[Passage]:
◇ ◇ ◇ ◇ ◇ ◇ ◇

We recently interviewed a dental student called Samar, who studies at the University of Manchester. She explained how she took a gap year when she didn’t get into dental school and used the year to improve her application. She even ended up getting dental work experience abroad, which allowed her to compare how different countries approach dental healthcare during her interview.
Melanie, who recently studied medicine at Manchester, didn't get in the first time around. Without the money to do a gap-year programme, she decided to work at her local veterinary clinic. She observed clinical skills which she was able to comment on in her application, as well as saving some money. After 6 months, Melanie was able to take a volunteering opportunity in Chad, where she taught English to local children.
"Arriving in N'Djamena for the first time was an absolutely mad and unforgettable experience, and I'll never get over how amazing it was to be so out of my depth and just find a way to make it work."
Once you’ve started studying medicine, many people choose to take a gap year between their foundation years and beginning a specialty. This is a natural point to take a break from your studies and try something new.
Intercalation can form part of this. While it’s not technically a gap year, it’s a chance to do something new. You study a new subject before resuming your original degree. Note that this is not offered by all medical schools.
Avoid falling victim to Parkinson’s Law - work expands to fill the time allotted to it. Get around this by planning as carefully as possible.
Most volunteering programmes cost from £150-£300 a week, sometimes excluding accommodation, travel visas, health insurance or any additional potential expenses.
1. There are teaching programmes where you could get paid to teach English to foreign students abroad.
2. You could get a job and work for a few months to fund the second half of your gap year.

◇ ◇ ◇ ◇ ◇ ◇ ◇

[Problem 1]:
Decide whether each statement agrees with the gap-year passage, answering yes or no and quoting the words of the passage that settle it: (a) Melanie worked at a local veterinary clinic after not getting in the first time. (b) Intercalation is offered by every medical school. (c) Most volunteering programs cost from £150 to £300 a month.
[Problem 2]:
Write what comes next in the gap-year passage, picking up after its final numbered point.
Nothing in the listing is needed here.

Records taken from a dataset:

◇ ◇ ◇ ◇ ◇ ◇ ◇

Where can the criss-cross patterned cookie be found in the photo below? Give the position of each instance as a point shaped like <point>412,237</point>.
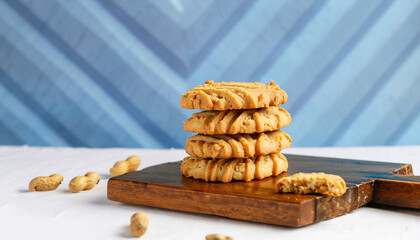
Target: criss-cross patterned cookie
<point>238,121</point>
<point>233,95</point>
<point>226,170</point>
<point>304,183</point>
<point>238,145</point>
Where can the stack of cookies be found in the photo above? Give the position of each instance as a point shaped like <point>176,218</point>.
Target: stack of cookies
<point>238,133</point>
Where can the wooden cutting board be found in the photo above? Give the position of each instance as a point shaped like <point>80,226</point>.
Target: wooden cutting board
<point>164,186</point>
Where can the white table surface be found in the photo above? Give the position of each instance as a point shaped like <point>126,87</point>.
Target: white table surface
<point>61,214</point>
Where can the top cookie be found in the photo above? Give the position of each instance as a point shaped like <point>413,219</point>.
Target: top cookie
<point>232,95</point>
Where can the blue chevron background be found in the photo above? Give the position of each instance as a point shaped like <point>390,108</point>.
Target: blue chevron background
<point>111,73</point>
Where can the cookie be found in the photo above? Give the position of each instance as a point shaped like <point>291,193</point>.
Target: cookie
<point>233,95</point>
<point>226,170</point>
<point>303,183</point>
<point>238,121</point>
<point>238,145</point>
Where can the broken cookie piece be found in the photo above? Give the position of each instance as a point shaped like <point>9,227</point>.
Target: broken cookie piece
<point>304,183</point>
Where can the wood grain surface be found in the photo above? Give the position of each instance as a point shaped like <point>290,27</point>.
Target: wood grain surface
<point>164,186</point>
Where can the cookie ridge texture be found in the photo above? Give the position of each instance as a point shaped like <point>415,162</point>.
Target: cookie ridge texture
<point>238,121</point>
<point>233,95</point>
<point>237,145</point>
<point>304,183</point>
<point>226,170</point>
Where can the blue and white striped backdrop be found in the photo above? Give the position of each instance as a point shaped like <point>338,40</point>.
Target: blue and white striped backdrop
<point>111,73</point>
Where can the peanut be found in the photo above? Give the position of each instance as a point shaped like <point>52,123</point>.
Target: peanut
<point>44,183</point>
<point>138,224</point>
<point>215,236</point>
<point>86,182</point>
<point>125,166</point>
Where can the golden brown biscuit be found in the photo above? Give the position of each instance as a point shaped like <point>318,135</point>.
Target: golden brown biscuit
<point>238,121</point>
<point>226,170</point>
<point>303,183</point>
<point>238,145</point>
<point>233,95</point>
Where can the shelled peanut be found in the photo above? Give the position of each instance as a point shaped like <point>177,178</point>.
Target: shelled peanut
<point>138,224</point>
<point>125,166</point>
<point>45,183</point>
<point>86,182</point>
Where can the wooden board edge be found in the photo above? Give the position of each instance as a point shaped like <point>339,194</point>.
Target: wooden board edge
<point>397,193</point>
<point>230,206</point>
<point>356,196</point>
<point>407,169</point>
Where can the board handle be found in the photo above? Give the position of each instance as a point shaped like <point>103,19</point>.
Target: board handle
<point>399,191</point>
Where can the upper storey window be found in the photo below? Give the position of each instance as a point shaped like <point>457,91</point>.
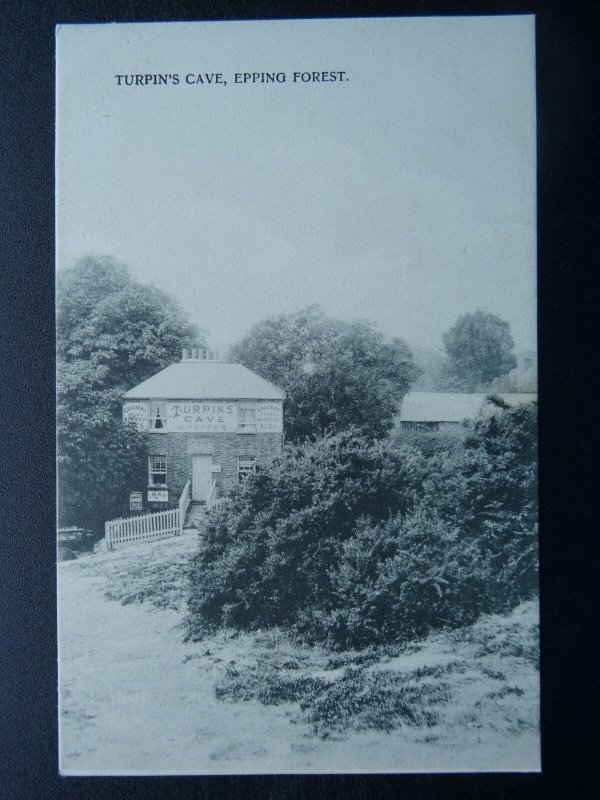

◇ ◇ ◇ ◇ ◇ ◇ ◇

[Output 1]:
(a) Yes: "she decided to work at her local veterinary clinic"
(b) No: "Note that this is not offered by all medical schools."
(c) No: "Most volunteering programmes cost from £150-£300 a week"

[Output 2]:
3. Ask your family for help.
4. Apply for bursaries and grants specifically aimed at helping students fund their gap years.
12 months might feel like a long time…until you start attempting to fit everything you want to do on to a calendar.
Let’s take a look at a hypothetical scenario:
Set deadlines. There are two kinds - the ones you can control and the ones you can’t.
Work to fund your gap year (in most cases this is decided by the employer)
The dates of volunteer programmes (in most cases)
Virtual work experience (usually unpaid and flexible)
Regardless of how you have performed in your UCAT or BMAT, these results expire after a year and applying again means you’re required to take them again.
You can schedule the UCAT for whenever suits you (within the registration window) and, since the BMAT only applies to a small number of schools, you could get away with not taking it.
Having extra preparation time during your gap year could give you the edge you need on the competition.
Keep in mind that applying to medical schools outside of UCAS might require other entrance exams, e.g. HPAT for Ireland and if you’re applying as a graduate, GAMSAT for Australia.
Since universities require an academic reference, there will come a time when you will have to reach out to your former school or college to request one.
Secure contact at your school so you can ask for help when you need to. This trusted advisor who knows you and the strengths of your application will also be able to give you personalised advice when it comes to where to apply, interview feedback, etc., making the process that much easier in the long run.
Alternatively, if you’re a mature student requiring a reference, contact the medical school you’re applying to discuss your options.
Regardless of how you choose to spend your gap year, a successful applicant will reflect on their experiences to prove their motivation and aptitude.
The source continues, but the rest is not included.